§ Assigned task
Make an exact copy of the lines below.

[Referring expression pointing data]
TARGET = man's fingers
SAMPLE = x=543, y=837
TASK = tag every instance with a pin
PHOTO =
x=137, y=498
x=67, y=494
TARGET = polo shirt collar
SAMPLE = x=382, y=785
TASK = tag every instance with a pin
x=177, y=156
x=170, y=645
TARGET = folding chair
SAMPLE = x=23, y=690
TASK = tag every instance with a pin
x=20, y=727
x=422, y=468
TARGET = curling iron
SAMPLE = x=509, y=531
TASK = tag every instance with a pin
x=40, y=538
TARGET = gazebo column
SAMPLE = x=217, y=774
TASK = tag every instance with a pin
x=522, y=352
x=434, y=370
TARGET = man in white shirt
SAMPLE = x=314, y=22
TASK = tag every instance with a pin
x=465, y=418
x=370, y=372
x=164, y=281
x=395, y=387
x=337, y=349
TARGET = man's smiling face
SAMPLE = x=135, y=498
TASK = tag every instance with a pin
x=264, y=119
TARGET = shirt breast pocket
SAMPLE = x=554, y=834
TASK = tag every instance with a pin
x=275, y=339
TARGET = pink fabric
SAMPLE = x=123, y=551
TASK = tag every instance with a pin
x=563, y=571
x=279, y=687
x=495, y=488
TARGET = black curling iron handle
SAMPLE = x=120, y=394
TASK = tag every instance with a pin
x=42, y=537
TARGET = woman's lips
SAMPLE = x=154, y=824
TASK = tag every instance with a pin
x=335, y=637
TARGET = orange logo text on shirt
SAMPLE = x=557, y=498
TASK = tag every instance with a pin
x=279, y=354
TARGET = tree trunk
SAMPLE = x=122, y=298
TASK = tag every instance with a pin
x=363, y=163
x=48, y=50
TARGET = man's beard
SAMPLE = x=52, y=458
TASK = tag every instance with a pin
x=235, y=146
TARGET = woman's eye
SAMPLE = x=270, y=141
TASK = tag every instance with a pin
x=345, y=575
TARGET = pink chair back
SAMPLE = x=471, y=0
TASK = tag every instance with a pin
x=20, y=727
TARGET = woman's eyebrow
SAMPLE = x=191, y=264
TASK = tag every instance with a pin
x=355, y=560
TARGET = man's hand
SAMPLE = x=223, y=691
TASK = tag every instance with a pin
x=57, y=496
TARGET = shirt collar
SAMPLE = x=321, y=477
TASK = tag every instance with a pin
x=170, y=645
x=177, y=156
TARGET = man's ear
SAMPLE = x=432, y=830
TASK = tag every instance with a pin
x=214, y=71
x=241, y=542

§ Output below
TARGET = man's fingers
SAMPLE = x=543, y=837
TASK = tag every instance with a pin
PHOTO =
x=137, y=498
x=67, y=494
TARGET = polo shirt collar
SAMPLE = x=382, y=785
TASK = tag every instance with a pin
x=177, y=156
x=170, y=645
TARGET = folding chair
SAMPLE = x=23, y=690
TASK = tag every instance with a pin
x=20, y=727
x=422, y=468
TARGET = curling iron
SAMPLE = x=509, y=531
TASK = tag every instance with a pin
x=40, y=538
TARGET = gazebo column
SAMPLE = x=217, y=774
TASK = tag every instance with a pin
x=522, y=352
x=434, y=370
TARGET = man in white shirt
SAMPLE = x=314, y=22
TASK = tag every instance with a pin
x=465, y=418
x=370, y=372
x=164, y=281
x=395, y=387
x=337, y=349
TARGET = man's smiling face
SAMPLE = x=135, y=498
TASK = tag every instance with a pin
x=264, y=119
TARGET = shirt breast pocket
SAMPLE = x=554, y=834
TASK = tag every instance with a pin
x=275, y=339
TARGET = pink fabric
SAMPLE = x=123, y=551
TASK = tag every instance with a pin
x=563, y=571
x=279, y=687
x=495, y=488
TARGET = black curling iron handle
SAMPLE = x=120, y=394
TASK = tag every instance with a pin
x=42, y=537
TARGET = woman's lips
SAMPLE = x=154, y=824
TASK = tag every instance with a pin
x=335, y=637
TARGET = orange logo text on shirt
SAMPLE = x=557, y=498
TASK = tag every instance with a pin
x=279, y=354
TARGET = tree trunk
SAMPLE = x=122, y=298
TASK = tag every instance with a pin
x=363, y=163
x=48, y=50
TARGET = man's beard
SAMPLE = x=52, y=458
TASK = tag every instance with a pin
x=235, y=146
TARGET = woman's eye
SAMPLE = x=270, y=141
TASK = tag every instance with a pin
x=345, y=575
TARGET = pink chair back
SAMPLE = x=471, y=0
TASK = tag every instance with a pin
x=20, y=727
TARGET = woman's eyebrow
SAMPLE = x=191, y=264
TASK = tag every instance with a pin
x=355, y=560
TARGET = man's hand
SAMPLE = x=223, y=691
TASK = tag every instance with a pin
x=57, y=496
TARGET = shirt collar
SAMPLE = x=321, y=477
TASK = tag every instance with a pin
x=170, y=645
x=177, y=156
TARGET = man's ear
SAMPLE = x=432, y=830
TASK = tag every instance with a pin
x=214, y=71
x=241, y=542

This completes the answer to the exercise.